**Problem requirements**
Copy the data word for word, keeping every line.

[Excerpts from a detection dataset]
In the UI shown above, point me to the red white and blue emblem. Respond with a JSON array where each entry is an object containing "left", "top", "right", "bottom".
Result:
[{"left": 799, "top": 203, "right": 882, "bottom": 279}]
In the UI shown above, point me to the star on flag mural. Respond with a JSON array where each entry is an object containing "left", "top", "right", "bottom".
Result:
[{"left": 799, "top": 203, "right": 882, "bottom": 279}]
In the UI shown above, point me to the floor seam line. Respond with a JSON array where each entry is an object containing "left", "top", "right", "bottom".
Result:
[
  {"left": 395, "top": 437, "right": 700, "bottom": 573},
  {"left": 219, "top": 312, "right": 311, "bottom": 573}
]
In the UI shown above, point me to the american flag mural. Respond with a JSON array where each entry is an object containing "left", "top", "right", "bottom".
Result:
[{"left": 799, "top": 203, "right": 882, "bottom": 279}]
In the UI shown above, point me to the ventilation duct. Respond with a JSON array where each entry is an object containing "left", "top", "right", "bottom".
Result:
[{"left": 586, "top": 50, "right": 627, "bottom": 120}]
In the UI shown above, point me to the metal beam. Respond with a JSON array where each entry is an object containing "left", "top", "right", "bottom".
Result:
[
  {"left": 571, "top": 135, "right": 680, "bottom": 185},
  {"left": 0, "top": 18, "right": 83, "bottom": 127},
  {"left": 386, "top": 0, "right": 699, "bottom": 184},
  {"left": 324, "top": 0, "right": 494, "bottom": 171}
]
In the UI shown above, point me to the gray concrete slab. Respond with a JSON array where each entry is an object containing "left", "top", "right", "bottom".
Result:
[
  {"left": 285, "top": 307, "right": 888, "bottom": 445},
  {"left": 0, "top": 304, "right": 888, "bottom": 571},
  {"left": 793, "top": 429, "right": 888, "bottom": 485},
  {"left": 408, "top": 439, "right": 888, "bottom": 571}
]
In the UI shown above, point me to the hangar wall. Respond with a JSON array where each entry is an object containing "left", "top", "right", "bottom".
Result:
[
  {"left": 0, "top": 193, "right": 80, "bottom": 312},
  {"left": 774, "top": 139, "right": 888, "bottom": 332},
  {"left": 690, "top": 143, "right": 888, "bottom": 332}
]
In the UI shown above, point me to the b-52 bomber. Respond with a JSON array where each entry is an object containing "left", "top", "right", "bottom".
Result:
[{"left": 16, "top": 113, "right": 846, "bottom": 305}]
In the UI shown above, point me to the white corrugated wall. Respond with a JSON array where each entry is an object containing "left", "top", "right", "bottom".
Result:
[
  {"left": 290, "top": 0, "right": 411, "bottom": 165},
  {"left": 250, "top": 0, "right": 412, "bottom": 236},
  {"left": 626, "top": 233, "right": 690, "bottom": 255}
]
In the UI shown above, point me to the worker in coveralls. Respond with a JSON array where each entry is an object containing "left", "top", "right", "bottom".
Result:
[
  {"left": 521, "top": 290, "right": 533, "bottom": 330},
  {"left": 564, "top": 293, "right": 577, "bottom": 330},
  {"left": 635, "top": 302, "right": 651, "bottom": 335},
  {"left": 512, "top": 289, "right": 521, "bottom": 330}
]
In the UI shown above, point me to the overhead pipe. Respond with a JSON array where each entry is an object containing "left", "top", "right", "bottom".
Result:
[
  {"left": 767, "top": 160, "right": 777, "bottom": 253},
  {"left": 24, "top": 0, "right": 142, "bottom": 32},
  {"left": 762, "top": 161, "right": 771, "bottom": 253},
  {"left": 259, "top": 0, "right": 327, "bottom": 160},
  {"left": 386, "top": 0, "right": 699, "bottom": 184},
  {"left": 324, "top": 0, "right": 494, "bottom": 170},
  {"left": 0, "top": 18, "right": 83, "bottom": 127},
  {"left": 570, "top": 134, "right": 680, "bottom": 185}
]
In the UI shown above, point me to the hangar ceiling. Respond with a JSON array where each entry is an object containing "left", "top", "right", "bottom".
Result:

**Reply to the exercise**
In the UI shown above, point me to the red white and blue emblem. Respond with a JSON array where each entry is an object containing "left", "top", "right", "bottom".
Result:
[{"left": 799, "top": 203, "right": 882, "bottom": 279}]
In the UI shown above, point me to the star on flag mural. Respond with a JSON array where each entry is an object containing "left", "top", "right", "bottom".
Result:
[{"left": 799, "top": 203, "right": 882, "bottom": 279}]
In the UI shown above, point me to the floor seam line. Respond with a JSON array where each entry is an object containing "left", "top", "right", "bottom".
Result:
[
  {"left": 395, "top": 437, "right": 700, "bottom": 573},
  {"left": 219, "top": 312, "right": 311, "bottom": 573}
]
In the UI shown above, point me to the american flag mural. Respond with a JSON array where each entry is an object containing "left", "top", "right", "bottom".
Result:
[{"left": 799, "top": 203, "right": 882, "bottom": 279}]
In the UI shown above, point me to the ventilation duct. Respond with a JSON array where each entry is an object containing "left", "top", "right", "bottom".
Result:
[{"left": 586, "top": 50, "right": 627, "bottom": 120}]
In the UI shown above, point me to the metal beam. Respond with a JSON array where each entry is an object containing "left", "top", "right", "bottom".
Result:
[
  {"left": 571, "top": 135, "right": 680, "bottom": 185},
  {"left": 0, "top": 18, "right": 83, "bottom": 127},
  {"left": 386, "top": 0, "right": 699, "bottom": 184},
  {"left": 324, "top": 0, "right": 494, "bottom": 171}
]
In the UI shown above, point me to the gray concrete slab. Respond with a JSON array where each entry is an object containing "left", "top", "right", "bottom".
Result:
[
  {"left": 285, "top": 307, "right": 888, "bottom": 445},
  {"left": 0, "top": 304, "right": 888, "bottom": 571},
  {"left": 793, "top": 429, "right": 888, "bottom": 485},
  {"left": 408, "top": 439, "right": 888, "bottom": 571}
]
In the UI shown above, point me to the hangar wall. Respond with a JSON array where each entry is an object containing "left", "top", "right", "bottom".
Result:
[
  {"left": 0, "top": 193, "right": 80, "bottom": 312},
  {"left": 774, "top": 139, "right": 888, "bottom": 332},
  {"left": 690, "top": 143, "right": 888, "bottom": 332}
]
In the UI shown above, point me to the b-52 bomber. Respond with a JSON array where each entry is an object containing "left", "top", "right", "bottom".
Result:
[{"left": 16, "top": 113, "right": 846, "bottom": 305}]
In the UI shown above, point me to the white corrugated wall. Respond with a JSON array where each entry is an object containing "left", "top", "right", "bottom".
Result:
[
  {"left": 290, "top": 0, "right": 411, "bottom": 165},
  {"left": 250, "top": 0, "right": 412, "bottom": 236},
  {"left": 626, "top": 233, "right": 690, "bottom": 255}
]
In the UI shown above, point me to the worker in coveralls. Respond with a JSON array where each entry is an object containing "left", "top", "right", "bottom".
Result:
[
  {"left": 521, "top": 290, "right": 533, "bottom": 330},
  {"left": 564, "top": 293, "right": 577, "bottom": 330},
  {"left": 635, "top": 302, "right": 651, "bottom": 335},
  {"left": 512, "top": 289, "right": 521, "bottom": 330}
]
In the UI shown above, point me to the overhead pipe. Respond with a JSON array where each entry is an object containing "left", "top", "right", "bottom".
Result:
[
  {"left": 767, "top": 160, "right": 777, "bottom": 253},
  {"left": 24, "top": 0, "right": 142, "bottom": 32},
  {"left": 762, "top": 161, "right": 771, "bottom": 253},
  {"left": 259, "top": 0, "right": 327, "bottom": 160},
  {"left": 386, "top": 0, "right": 699, "bottom": 184},
  {"left": 324, "top": 0, "right": 494, "bottom": 170},
  {"left": 0, "top": 18, "right": 83, "bottom": 127},
  {"left": 570, "top": 134, "right": 680, "bottom": 185}
]
In the UI shown above, point me to the hangar ceiling. Respond with a JSON array where each entry is an object containing "left", "top", "right", "bottom".
Result:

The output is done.